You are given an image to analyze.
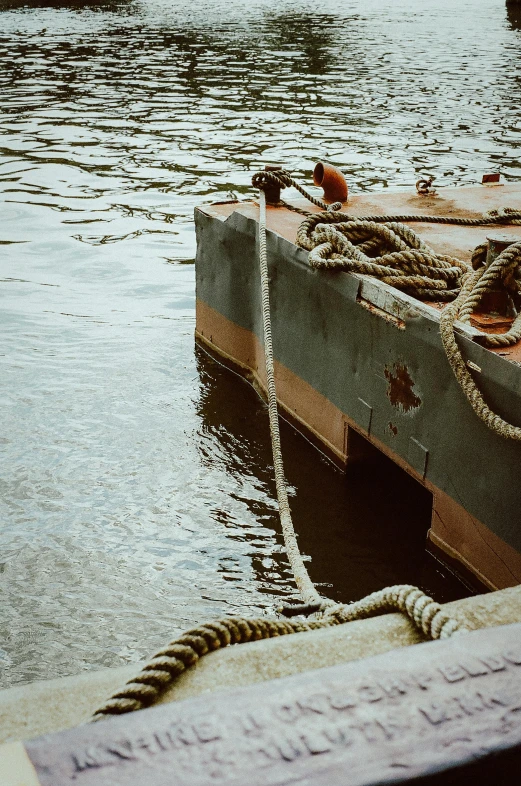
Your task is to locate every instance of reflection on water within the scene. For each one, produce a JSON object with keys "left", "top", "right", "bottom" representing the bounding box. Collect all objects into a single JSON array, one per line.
[
  {"left": 0, "top": 0, "right": 521, "bottom": 685},
  {"left": 507, "top": 2, "right": 521, "bottom": 30}
]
^^^^^^^^^^^^^^^^
◆ Stated task: Rewrite the rows above with "reflection on water" switched to "floating debris" and nothing else altered. Leave the pictures out of your answer.

◆ Result below:
You are given an image to analyze.
Your task is to locate every instance of floating debris within the scene. For each one, produce a JSON object with keys "left", "top", "right", "bottom" representing the bounding box. Collect all objects into a single JSON array, one per line.
[
  {"left": 0, "top": 0, "right": 521, "bottom": 685},
  {"left": 507, "top": 2, "right": 521, "bottom": 30}
]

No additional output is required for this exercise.